**Goal**
Edit the part that opens with the line containing "One point belongs on each instance of the petrified" and runs through the end of the items, replacing "dot" with "mark" and keeping everything else unchanged.

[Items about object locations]
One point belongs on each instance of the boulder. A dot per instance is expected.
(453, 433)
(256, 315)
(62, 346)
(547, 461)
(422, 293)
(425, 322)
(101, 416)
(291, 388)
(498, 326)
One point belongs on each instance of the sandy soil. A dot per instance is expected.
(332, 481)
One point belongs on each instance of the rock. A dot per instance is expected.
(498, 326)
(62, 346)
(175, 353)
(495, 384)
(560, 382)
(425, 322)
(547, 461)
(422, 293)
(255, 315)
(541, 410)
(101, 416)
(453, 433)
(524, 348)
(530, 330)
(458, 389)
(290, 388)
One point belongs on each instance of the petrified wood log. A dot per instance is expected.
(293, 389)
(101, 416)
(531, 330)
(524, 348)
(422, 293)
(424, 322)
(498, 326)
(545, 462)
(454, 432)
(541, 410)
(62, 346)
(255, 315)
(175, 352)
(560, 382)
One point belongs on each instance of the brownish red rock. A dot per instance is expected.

**Result of the task**
One point belongs on each instance of the petrified wood log. A mark per instance is expected.
(293, 389)
(101, 416)
(531, 330)
(524, 348)
(422, 293)
(424, 322)
(498, 326)
(545, 462)
(454, 432)
(541, 410)
(62, 346)
(255, 315)
(175, 352)
(560, 382)
One point belongs on each instance of the brownish red rock. A mark per instance is expected.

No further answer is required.